Work instructions:
Would you copy out only the lines from the one with "Reviewer note: make sure each instance of the rusty" to the end of the records, exactly as they stand?

Material for the task:
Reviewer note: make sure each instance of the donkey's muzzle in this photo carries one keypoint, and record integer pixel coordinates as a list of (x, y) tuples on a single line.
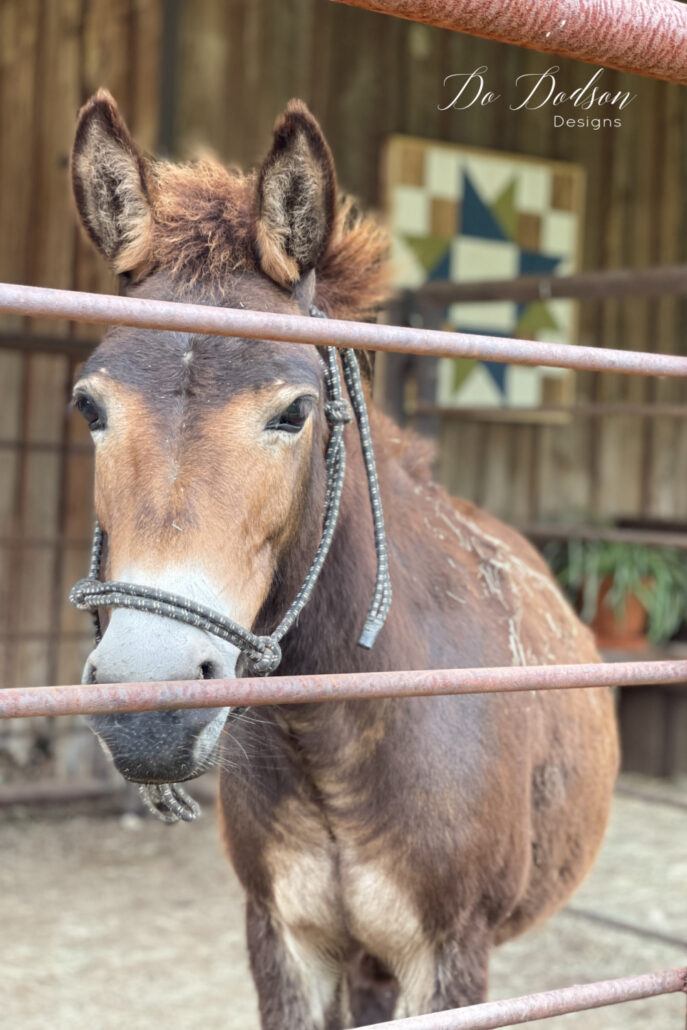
[(161, 747)]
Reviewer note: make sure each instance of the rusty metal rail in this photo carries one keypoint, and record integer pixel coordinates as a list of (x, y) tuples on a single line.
[(644, 36), (296, 329), (148, 696), (578, 998)]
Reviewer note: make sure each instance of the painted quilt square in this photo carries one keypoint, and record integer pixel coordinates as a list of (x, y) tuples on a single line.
[(461, 214)]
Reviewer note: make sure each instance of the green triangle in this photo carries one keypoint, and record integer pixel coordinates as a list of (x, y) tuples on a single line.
[(427, 249), (536, 317), (504, 208)]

Answer to this problem:
Reviewer note: make sure each instance of the rusty metal rail in this photo carries one keypoint, and record integer pixel coordinates as a list of (x, y) tuples on a single line.
[(644, 36), (296, 329), (148, 696), (578, 998)]
Reviewer note: make sure each instance of the painted quilt square in this photo carries one keypoint, and record integer pixel coordinates as a list of (x, y) tuples on a single line.
[(461, 214)]
Reviewer note: make sure each instance of the green triangle in this photo carries one keypoint, and record integer pixel coordinates as a list of (x, y) tuples on a single line.
[(427, 249), (536, 317), (504, 208)]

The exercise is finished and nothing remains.